DOCUMENT PASSAGE —
So it was that we hiked down Washington Street until it became almost dark and the realization that the Anvil restaurant was a long way back and we had only just gotten to the 7-11 . By this time I was starving. 
Paul broke into the run and was already at the fountain machine before I got the door open. To be fair, for a 7-11, this place was loaded to the ceiling with stuff to buy and food to eat. I'm sure it was almost always busy. Unfortunately, it was just outside of the  nice part of town and we were now in the section of falling down buildings that weren't getting repaired any time soon. 
 A young woman with long brown hair and no indication that she was a country girl was cheerfully working behind the counter and helping two truck drivers while I drooled over the array of junk food rolling around on little stainless steel cookers on the counter. She saw me looking and I said, "No way you have pepperoni pizza?" She smiled and pointed to a large windowed container on the other counter that had two lonely pieces of pizza just sitting there in the glare of infared lamps.
I heard a wail from the other side of the store as Paul called out "Hey, you need to switch the tanks on the coke!" 
The young woman turned from me for a minute and called out "Yeah, it's been broken all week. Both Coke and Pepsi. We do have Diet though." 
I heard a sound from Paul that was made me think of a moose snorting. I suggested that he get a bottle of Coke and pour it into a cup of ice and he looked back at me as if there is not one person in the world that would ever do such a thing.
In the end, our last wonderful meal in the great town of Harper's Ferry, was sitting on the curb to the side of 7-11, me chewing on day-old pizza, while Paul sipped on a fountain Orange Fanta, and we gazed at a falling apart double-wide house trailer with rusting axles where there should have been wheels. I tried not to think of steaks and margaritas, and all of the other things in life that I hoped to have. Paul looked over from his microwave cheeseburger and said, "Well at least this is better than $8 for grilled cheese and tomato soup!"

WRITTEN REQUEST 1 —
In the 7-11 story, what did Paul drink during the meal on the curb?
WRITTEN REQUEST 2 —
Print the part of the 7-11 story starting with "I heard a wail" and going on through "such a thing.".

ENTRIES SUPPLIED —
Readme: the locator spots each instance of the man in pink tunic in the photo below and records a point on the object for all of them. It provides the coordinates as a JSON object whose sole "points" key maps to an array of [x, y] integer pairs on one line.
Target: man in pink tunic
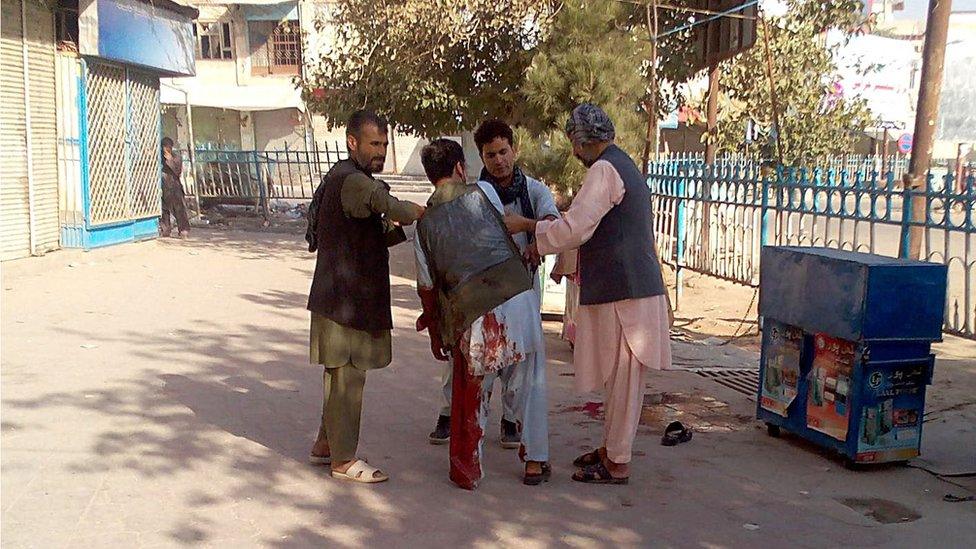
{"points": [[622, 323]]}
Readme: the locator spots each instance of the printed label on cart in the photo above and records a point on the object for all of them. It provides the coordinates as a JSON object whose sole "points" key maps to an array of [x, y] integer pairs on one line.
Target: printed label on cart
{"points": [[891, 417], [828, 399], [781, 367]]}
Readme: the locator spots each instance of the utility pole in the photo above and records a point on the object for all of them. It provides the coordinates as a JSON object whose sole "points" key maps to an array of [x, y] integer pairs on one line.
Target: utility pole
{"points": [[711, 112], [930, 87]]}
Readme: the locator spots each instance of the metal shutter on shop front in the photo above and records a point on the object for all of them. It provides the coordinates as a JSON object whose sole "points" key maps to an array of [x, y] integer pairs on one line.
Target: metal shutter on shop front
{"points": [[14, 209], [15, 200], [40, 58]]}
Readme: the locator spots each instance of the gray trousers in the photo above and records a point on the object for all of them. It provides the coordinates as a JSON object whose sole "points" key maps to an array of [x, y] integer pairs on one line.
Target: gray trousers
{"points": [[508, 391]]}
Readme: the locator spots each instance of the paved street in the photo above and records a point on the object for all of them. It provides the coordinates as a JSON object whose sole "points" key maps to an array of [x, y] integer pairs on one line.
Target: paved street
{"points": [[158, 394]]}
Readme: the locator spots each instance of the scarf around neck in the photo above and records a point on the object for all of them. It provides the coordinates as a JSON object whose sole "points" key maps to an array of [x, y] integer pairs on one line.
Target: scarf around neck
{"points": [[519, 189]]}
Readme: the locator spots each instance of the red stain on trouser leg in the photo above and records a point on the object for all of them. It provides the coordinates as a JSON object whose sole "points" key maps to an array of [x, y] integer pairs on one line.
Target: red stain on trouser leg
{"points": [[465, 430]]}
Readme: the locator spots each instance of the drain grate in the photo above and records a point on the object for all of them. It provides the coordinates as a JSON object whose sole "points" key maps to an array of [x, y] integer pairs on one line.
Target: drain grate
{"points": [[740, 380]]}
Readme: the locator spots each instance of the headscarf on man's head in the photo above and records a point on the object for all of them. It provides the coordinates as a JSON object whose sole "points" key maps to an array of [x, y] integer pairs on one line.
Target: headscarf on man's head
{"points": [[589, 123]]}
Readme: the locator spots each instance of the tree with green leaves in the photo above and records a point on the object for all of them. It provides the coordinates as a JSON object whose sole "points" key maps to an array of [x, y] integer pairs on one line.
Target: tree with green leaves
{"points": [[432, 67], [815, 118]]}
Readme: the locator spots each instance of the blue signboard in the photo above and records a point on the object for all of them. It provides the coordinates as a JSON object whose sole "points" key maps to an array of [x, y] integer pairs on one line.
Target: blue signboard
{"points": [[139, 33]]}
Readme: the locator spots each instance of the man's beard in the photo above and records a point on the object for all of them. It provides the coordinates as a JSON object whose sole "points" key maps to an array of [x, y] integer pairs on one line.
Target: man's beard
{"points": [[585, 162]]}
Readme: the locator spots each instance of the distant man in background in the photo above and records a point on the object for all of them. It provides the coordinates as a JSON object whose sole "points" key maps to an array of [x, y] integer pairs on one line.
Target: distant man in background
{"points": [[173, 192]]}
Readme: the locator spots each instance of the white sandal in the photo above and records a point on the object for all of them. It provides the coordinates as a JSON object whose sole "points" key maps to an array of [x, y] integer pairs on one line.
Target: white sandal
{"points": [[360, 471]]}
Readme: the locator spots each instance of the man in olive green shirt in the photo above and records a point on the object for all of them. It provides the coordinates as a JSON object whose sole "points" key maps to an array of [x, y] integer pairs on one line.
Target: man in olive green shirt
{"points": [[352, 220]]}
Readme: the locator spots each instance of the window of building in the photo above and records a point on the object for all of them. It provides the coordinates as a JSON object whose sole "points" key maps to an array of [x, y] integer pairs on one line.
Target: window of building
{"points": [[66, 25], [213, 41], [276, 48]]}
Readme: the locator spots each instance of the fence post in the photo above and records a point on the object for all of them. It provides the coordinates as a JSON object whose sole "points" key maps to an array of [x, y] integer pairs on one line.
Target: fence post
{"points": [[764, 221], [904, 249], [679, 230], [262, 192]]}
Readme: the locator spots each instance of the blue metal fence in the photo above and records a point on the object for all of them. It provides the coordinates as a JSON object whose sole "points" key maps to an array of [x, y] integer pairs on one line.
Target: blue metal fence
{"points": [[257, 176], [714, 219]]}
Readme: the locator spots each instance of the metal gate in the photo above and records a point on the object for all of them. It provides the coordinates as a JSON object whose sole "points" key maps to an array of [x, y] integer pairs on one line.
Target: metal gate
{"points": [[123, 123]]}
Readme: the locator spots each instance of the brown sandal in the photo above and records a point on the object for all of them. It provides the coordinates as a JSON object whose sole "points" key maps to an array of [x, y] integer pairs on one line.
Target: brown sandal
{"points": [[598, 474], [588, 459]]}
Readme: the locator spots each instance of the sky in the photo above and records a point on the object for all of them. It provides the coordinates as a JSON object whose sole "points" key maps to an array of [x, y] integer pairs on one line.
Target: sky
{"points": [[916, 9]]}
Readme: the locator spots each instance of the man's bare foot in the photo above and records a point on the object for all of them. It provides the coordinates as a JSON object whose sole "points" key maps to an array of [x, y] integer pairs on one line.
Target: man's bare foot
{"points": [[618, 470], [536, 472], [321, 448], [343, 467]]}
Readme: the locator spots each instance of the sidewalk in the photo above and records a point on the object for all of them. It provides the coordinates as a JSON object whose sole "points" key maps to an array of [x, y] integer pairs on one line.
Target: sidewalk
{"points": [[158, 394]]}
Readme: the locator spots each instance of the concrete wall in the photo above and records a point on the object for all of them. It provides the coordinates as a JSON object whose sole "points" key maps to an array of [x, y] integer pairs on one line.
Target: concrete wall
{"points": [[279, 130]]}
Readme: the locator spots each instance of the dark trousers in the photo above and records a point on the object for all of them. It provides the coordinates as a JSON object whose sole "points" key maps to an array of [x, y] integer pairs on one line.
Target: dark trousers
{"points": [[173, 204]]}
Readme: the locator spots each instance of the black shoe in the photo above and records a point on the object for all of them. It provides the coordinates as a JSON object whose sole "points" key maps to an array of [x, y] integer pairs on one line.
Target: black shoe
{"points": [[510, 437], [442, 433], [535, 480]]}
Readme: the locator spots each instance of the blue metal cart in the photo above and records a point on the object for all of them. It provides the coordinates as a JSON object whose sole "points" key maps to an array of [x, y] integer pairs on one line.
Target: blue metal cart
{"points": [[846, 349]]}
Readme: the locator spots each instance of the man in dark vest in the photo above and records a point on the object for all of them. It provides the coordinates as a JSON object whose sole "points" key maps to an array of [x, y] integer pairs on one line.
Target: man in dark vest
{"points": [[622, 323], [478, 301], [352, 220]]}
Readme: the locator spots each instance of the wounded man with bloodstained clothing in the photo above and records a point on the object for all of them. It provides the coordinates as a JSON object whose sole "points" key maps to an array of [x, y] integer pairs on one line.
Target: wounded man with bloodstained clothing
{"points": [[480, 311]]}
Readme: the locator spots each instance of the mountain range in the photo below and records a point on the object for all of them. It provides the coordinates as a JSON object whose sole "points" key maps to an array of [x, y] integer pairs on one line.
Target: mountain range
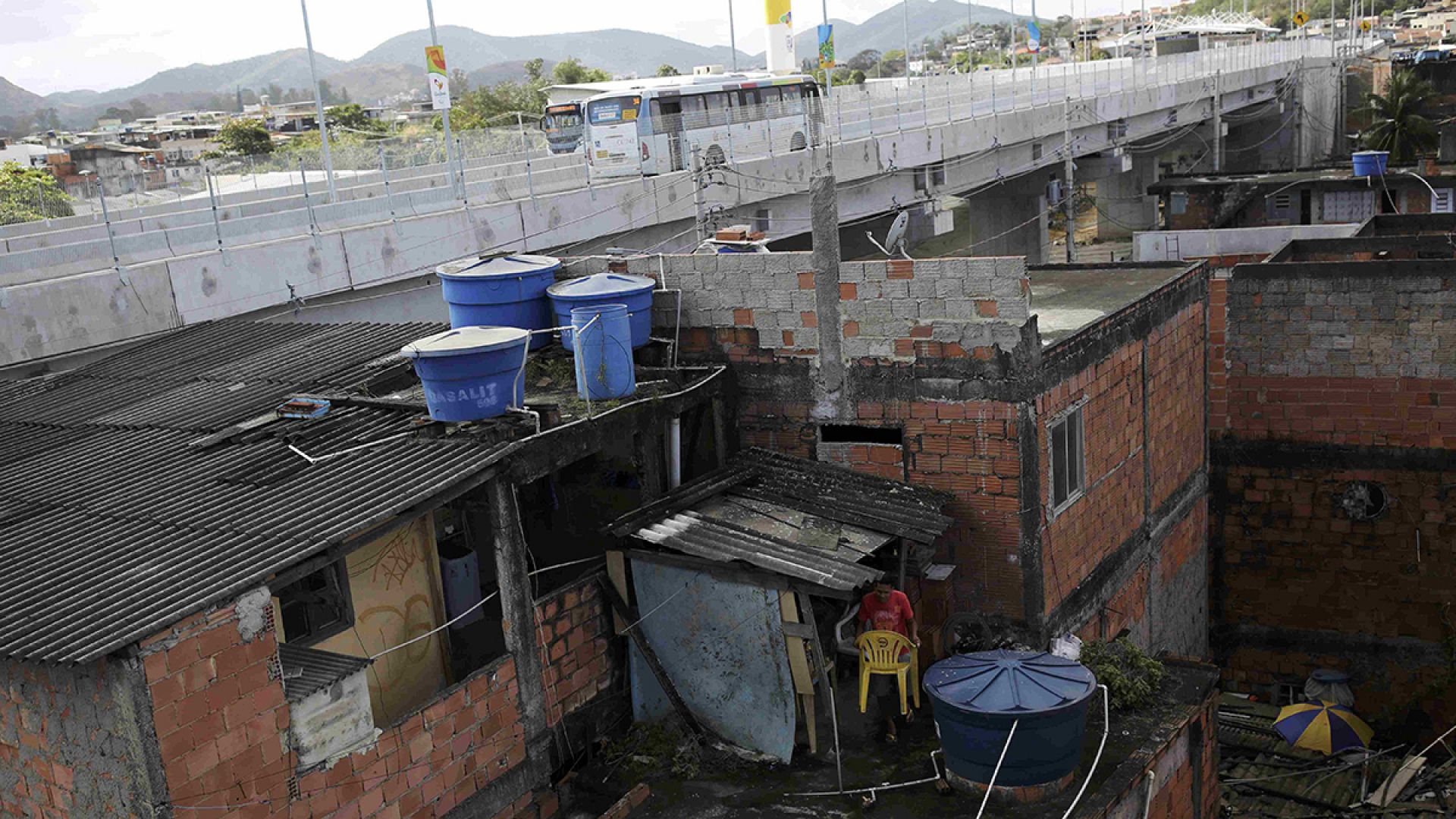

SOLUTION 1 —
A fountain Orange Fanta.

SOLUTION 2 —
I heard a wail from the other side of the store as Paul called out "Hey, you need to switch the tanks on the coke!" 
The young woman turned from me for a minute and called out "Yeah, it's been broken all week. Both Coke and Pepsi. We do have Diet though." 
I heard a sound from Paul that was made me think of a moose snorting. I suggested that he get a bottle of Coke and pour it into a cup of ice and he looked back at me as if there is not one person in the world that would ever do such a thing.